Given data →
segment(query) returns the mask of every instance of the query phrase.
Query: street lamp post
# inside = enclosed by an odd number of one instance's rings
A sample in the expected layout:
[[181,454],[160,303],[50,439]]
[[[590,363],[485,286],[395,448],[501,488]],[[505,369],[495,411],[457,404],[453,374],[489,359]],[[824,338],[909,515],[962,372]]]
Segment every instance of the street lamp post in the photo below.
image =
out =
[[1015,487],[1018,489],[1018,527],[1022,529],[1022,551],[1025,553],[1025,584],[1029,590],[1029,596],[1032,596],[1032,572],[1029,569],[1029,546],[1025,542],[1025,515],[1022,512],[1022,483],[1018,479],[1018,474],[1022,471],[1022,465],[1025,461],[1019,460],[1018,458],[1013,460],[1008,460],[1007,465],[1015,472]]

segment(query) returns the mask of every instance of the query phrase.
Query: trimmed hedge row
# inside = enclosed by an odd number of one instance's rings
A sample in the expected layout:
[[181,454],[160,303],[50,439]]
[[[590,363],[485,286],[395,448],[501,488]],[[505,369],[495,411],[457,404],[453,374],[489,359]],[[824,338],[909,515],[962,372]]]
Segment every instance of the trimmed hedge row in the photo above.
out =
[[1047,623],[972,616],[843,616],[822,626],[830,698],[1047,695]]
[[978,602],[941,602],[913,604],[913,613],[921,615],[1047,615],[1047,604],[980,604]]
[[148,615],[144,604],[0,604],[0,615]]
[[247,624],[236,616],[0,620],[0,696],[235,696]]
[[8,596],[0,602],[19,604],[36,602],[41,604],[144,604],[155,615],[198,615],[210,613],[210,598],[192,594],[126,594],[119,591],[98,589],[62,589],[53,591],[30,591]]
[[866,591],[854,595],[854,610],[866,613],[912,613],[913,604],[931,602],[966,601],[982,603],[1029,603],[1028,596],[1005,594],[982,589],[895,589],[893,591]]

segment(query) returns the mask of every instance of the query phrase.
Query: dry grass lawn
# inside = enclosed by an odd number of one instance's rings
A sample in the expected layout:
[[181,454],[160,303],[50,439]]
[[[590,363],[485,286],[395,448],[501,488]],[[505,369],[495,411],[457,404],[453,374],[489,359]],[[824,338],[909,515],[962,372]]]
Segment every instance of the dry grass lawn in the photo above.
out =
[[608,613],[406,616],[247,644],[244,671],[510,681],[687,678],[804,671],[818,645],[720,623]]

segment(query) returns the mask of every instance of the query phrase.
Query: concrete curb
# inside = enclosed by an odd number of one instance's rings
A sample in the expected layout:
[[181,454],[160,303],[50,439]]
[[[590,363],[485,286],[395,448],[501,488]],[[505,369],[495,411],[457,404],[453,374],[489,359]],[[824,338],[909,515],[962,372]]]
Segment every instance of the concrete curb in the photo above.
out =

What the task asks → Extract every line of the listing above that contains the string "curb", treating uppercase and lowercase letters as distinct.

Worked answer →
Query: concrete curb
Segment every instance of the concrete curb in the photo above.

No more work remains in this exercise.